(Excerpts from a dataset)
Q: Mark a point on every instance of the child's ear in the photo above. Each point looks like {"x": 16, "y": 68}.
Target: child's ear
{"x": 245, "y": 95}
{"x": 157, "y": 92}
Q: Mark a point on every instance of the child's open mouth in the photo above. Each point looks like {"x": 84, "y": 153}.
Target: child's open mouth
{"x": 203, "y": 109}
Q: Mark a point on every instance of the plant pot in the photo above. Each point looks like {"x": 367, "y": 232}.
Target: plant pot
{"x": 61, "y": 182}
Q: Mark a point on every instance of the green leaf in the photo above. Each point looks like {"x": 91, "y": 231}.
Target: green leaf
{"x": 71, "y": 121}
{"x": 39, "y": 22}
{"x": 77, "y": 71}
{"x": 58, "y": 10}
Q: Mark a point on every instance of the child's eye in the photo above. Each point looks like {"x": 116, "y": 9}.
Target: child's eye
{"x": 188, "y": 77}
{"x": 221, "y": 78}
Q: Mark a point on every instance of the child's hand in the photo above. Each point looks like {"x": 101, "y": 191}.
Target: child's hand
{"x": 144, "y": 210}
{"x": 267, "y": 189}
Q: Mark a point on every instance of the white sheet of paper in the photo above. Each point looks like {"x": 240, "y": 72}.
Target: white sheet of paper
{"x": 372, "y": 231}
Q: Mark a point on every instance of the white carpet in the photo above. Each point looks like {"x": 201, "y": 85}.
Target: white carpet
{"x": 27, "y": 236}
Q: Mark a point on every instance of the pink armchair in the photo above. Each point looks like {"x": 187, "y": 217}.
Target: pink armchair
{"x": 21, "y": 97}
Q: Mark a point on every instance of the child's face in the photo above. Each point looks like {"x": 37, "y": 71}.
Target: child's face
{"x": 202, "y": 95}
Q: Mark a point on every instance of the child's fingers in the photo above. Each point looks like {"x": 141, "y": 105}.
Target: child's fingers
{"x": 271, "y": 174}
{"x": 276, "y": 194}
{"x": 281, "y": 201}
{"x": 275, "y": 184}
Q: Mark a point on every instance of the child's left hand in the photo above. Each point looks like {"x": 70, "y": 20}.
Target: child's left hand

WHAT TO DO: A verbatim output of all the data above is needed.

EXERCISE SOLUTION:
Q: Mark a point on every instance of the child's ear in the photo above. Each point looks like {"x": 16, "y": 68}.
Target: child's ear
{"x": 245, "y": 95}
{"x": 157, "y": 92}
Q: Mark a point on every instance of the child's open mouth in the photo above. Each point looks like {"x": 84, "y": 153}.
Target: child's open mouth
{"x": 203, "y": 109}
Q: Mark a point on every instance of the plant pot in the photo above. Each point looks like {"x": 367, "y": 232}.
Target: plant pot
{"x": 61, "y": 182}
Q: Mark a point on every instance of the green leaf in the photo above. Each point looks like {"x": 91, "y": 231}.
Target: green leaf
{"x": 71, "y": 121}
{"x": 39, "y": 22}
{"x": 77, "y": 71}
{"x": 58, "y": 10}
Q: Mark a point on every instance of the child's eye in the photo above. Each point looks like {"x": 116, "y": 9}.
Target: child's eye
{"x": 188, "y": 77}
{"x": 221, "y": 78}
Q: Mark a point on every instance of the child's hand in the photo above. Each point looks like {"x": 101, "y": 191}.
Target: child's hand
{"x": 144, "y": 210}
{"x": 267, "y": 189}
Q: Mark a point on every instance of the white sheet of paper in the photo above. Each point looks like {"x": 240, "y": 72}.
Target: white sheet of paper
{"x": 372, "y": 231}
Q: Mark a point on every instance of the white carpet in the photo above. Each point looks like {"x": 201, "y": 85}.
Target: white carpet
{"x": 27, "y": 236}
Q: Mark a point on every instance of the pink armchair in the photo above. Each point looks like {"x": 187, "y": 217}.
Target: pink armchair
{"x": 21, "y": 97}
Q: Mark a point on every instance of the child's face in the photo above. Each point looks like {"x": 37, "y": 71}.
Target: child's face
{"x": 202, "y": 95}
Q: Mark a point on every instance of the child's fingers in the photo above. Each point looks like {"x": 141, "y": 105}.
Target: child's fingers
{"x": 271, "y": 174}
{"x": 276, "y": 194}
{"x": 281, "y": 201}
{"x": 275, "y": 184}
Q: Mark a point on every instance of the child's left hand in the photo above. Each point looks like {"x": 70, "y": 20}.
Target: child's left hand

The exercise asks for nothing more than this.